CARLISLE, Pa. (WHTM) — In Carlisle, the U.S. Army has finalized its sixth disinterment project, returning four Native American children to their families after more than 100 years, however, the recovery of a fifth child’s remains was unsuccessful.

These children died after being sent to the Carlisle Indian Industrial School over a century ago.

The Office of Army Cemeteries (OAC) found that remains in the gravesites assigned to Beau Neal (Northern Arapaho), Launy Shorty (Blackfeet), Amos Lafromboise (Sisseton Wahpeton Oyate) and Edward Upright (Spirit Lake) were biologically consistent with the information in their student and burial location records.  

However, while these four children were returned to their families, returning the remains of a fifth child proved impossible.

“It was just heartbreaking,” relative Tiauna Bill said.

Bill and several members of her family came to Carlisle in September to bring their ancestor home: Edward Spott of the Puyallup tribe, who was sent to the Carlisle Indian Industrial School and died there in 1896.

“He was my age when he went over there,” said Ramona Gallegos, Tiauna’s younger sister and another relative of Spott, whom they call “Eddie.” “It was sad getting to Carlisle and seeing all those graves that they’re just left there,” she said of their trip.

On Sept. 14, the army disinterred the grave marked with the headstone of Edward Spott, but the remains were not his. Analysis showed they belonged to a woman in her late teens or early 20s.

“All of that trauma from the past 127 years had just been released and on top of it to find out that it wasn’t even him made it even worse,” Bill said.

She said it was just as heartbreaking to find out the woman whose remains were found in her relative’s grave has no name or tribe currently assigned to her.

“She was my height and my size,” Bill said. “It’s kind of like you know, let’s take the knife and twist it kind of deal.”

The remains of the unknown woman were reburied over the weekend with the help of Spott’s family and Puyallup tribal members.

“Any time we present the results of our findings to a family, it’s deeply personal and emotional. It’s disappointing, not only for my staff, but personally, it is one of the hardest communications that anyone could make,” Renea Yates, director of the Office of Army Cemeteries said. “The Puyallup family this year were extremely graceful and extraordinarily strong.”

“We love that little girl the same way we would have loved our own children and cared for her and sent her back into the ground with as much dignity as we possibly could,” Bill said, explaining that they reburied her with clothes, medicines and prayers.

Bill and her aunt Amber Taylor both said the army has treated the matter with sensitivity and kindness.

“We all cried on the phone together,” Taylor said.

But how could an error like this happen? Yates said the Carlisle Indian School Cemetery was relocated in 1927 from the current site of the US Army War College. Records from that time period are not always thorough.

“Candidly, moving a cemetery is not a good practice at any time,” Yates said. “Accountability and chain of custody, both of paramount importance in the management of human remains, was likely not as robust as it is today.”

The Army says it will review all available resources and look for new information to help identify the error in order to make an effort to return Spott to his family and the Puyallup Tribe. The Office of Army Cemeteries is also working with tribes across the country to identify the unknown woman.

“The Army is truly saddened we were unable to return Eddie to his family this year,” said Karen Durham-Aguilera, Executive Director, Office of Army Cemeteries and Arlington National Cemetery. “We remain honored to have had the opportunity to work with these Native American families and to help them find closure. On behalf of my team, I would like to thank all of the families for placing their trust in us throughout this journey in returning their children home.”

Bill and Taylor are doing their own research as well. They said their family does have hope, but right now, they are grieving.

“There’s supposed to be a time of healing. And I think at this point, there’s not going to be a time of healing until Eddie’s returned to us,” Taylor said.

According to the Army, the four other children were returned to their families in a dignified transfer ceremony, and several have already been reinterred on their native lands.  

The Carlisle Barracks Post Cemetery will re-open to visitors starting Friday, Sept. 22.
++++++++++++++++++++
**DIRECTIONS FOR THIS TASK**.
Please transcribe everything in the news story about the Carlisle disinterment from "Bill and several" down to "or early 20s.".

**Saved entries**.
++++++++++++++++++++
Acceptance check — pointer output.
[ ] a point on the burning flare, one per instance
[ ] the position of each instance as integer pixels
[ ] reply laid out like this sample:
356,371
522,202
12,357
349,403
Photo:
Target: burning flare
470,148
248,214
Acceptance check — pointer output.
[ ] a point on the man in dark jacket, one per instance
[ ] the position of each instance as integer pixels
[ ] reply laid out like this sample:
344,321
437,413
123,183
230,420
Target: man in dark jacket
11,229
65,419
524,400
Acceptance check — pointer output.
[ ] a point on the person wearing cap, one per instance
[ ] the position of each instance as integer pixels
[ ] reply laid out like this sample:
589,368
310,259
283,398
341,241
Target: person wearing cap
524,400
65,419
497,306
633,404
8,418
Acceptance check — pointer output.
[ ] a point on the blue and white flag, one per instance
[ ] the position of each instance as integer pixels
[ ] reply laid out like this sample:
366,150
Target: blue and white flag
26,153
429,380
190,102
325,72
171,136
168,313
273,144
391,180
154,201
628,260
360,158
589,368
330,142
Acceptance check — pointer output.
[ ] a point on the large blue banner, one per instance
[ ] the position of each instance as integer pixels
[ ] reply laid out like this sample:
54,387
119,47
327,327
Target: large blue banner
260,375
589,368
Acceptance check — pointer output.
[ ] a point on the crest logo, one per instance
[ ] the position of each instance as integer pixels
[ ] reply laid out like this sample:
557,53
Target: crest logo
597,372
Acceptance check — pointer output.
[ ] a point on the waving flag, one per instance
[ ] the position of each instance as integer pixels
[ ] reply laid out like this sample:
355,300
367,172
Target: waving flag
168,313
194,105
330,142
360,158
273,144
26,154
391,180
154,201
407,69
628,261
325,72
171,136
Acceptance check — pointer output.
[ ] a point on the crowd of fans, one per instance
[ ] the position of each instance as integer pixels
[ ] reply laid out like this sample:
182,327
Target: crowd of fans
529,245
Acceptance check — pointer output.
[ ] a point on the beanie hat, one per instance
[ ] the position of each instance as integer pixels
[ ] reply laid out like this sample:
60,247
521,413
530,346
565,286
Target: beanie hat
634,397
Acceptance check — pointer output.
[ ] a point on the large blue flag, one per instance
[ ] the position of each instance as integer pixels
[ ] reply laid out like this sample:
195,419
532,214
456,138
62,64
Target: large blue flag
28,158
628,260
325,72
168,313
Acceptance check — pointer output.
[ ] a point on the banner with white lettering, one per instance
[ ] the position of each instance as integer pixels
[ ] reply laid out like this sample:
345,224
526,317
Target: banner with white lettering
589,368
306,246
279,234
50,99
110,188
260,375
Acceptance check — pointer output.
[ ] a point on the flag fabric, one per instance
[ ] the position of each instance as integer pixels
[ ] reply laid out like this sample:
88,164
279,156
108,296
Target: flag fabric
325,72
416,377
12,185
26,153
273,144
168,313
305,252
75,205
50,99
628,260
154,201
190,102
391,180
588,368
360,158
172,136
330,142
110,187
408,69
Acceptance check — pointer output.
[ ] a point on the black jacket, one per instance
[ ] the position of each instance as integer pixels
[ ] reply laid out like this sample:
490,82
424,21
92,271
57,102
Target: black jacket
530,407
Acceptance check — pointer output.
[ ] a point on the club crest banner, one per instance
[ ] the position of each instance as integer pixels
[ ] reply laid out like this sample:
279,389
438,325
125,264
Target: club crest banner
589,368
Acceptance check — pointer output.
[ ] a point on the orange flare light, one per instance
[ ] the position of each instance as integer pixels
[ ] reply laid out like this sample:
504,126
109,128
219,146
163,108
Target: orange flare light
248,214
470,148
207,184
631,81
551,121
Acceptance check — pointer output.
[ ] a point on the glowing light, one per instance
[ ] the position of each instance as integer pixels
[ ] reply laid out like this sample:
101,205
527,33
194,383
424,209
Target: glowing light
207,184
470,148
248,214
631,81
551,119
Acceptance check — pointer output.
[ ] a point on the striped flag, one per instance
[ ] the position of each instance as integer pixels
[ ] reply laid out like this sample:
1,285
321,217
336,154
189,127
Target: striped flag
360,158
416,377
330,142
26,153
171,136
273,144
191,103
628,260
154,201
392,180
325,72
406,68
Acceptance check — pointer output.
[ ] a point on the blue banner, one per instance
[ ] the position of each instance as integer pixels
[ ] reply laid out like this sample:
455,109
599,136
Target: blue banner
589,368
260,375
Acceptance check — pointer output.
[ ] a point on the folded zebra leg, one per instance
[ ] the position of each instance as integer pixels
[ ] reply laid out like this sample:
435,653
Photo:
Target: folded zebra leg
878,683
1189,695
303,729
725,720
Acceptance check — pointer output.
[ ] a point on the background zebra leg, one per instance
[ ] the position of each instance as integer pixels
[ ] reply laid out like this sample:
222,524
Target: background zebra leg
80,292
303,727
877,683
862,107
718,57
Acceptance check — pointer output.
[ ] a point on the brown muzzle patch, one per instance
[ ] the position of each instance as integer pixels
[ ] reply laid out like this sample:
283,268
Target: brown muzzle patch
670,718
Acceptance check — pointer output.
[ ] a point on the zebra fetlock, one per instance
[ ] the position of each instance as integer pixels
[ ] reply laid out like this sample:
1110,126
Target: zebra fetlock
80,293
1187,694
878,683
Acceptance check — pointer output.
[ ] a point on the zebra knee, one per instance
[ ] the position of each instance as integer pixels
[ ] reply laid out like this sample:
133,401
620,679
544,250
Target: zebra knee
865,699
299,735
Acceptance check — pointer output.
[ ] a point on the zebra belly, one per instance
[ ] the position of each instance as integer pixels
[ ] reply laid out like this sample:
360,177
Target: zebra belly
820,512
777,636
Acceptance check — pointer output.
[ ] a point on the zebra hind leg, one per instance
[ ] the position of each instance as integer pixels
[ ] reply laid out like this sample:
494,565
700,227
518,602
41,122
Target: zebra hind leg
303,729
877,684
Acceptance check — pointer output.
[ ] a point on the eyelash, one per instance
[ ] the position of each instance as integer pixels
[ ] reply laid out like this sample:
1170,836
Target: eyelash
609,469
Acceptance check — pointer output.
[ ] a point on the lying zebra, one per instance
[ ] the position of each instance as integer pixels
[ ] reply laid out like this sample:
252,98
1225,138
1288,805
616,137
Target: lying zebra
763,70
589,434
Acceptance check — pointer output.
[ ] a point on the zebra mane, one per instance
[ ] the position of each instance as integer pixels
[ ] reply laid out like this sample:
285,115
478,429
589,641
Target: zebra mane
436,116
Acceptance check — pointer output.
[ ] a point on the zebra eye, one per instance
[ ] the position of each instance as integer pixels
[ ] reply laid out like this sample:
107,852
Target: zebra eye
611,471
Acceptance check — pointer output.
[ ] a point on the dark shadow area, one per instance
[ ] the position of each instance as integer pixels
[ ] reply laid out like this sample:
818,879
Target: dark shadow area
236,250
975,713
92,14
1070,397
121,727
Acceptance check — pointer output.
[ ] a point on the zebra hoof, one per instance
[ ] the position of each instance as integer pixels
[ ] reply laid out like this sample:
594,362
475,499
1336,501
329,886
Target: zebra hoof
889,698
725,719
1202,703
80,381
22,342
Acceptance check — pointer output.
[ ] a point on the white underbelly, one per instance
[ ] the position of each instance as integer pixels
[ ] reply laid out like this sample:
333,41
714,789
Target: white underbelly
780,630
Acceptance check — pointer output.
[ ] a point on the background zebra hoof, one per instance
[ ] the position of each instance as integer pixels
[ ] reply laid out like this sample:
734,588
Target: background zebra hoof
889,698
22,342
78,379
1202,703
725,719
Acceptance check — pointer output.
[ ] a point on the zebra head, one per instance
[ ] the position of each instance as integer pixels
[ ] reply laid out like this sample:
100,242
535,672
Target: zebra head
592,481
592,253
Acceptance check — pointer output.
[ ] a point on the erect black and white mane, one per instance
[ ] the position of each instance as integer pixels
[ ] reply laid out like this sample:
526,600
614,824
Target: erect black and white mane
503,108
++++++++++++++++++++
**SOLUTION**.
Bill and several members of her family came to Carlisle in September to bring their ancestor home: Edward Spott of the Puyallup tribe, who was sent to the Carlisle Indian Industrial School and died there in 1896.

“He was my age when he went over there,” said Ramona Gallegos, Tiauna’s younger sister and another relative of Spott, whom they call “Eddie.” “It was sad getting to Carlisle and seeing all those graves that they’re just left there,” she said of their trip.

On Sept. 14, the army disinterred the grave marked with the headstone of Edward Spott, but the remains were not his. Analysis showed they belonged to a woman in her late teens or early 20s.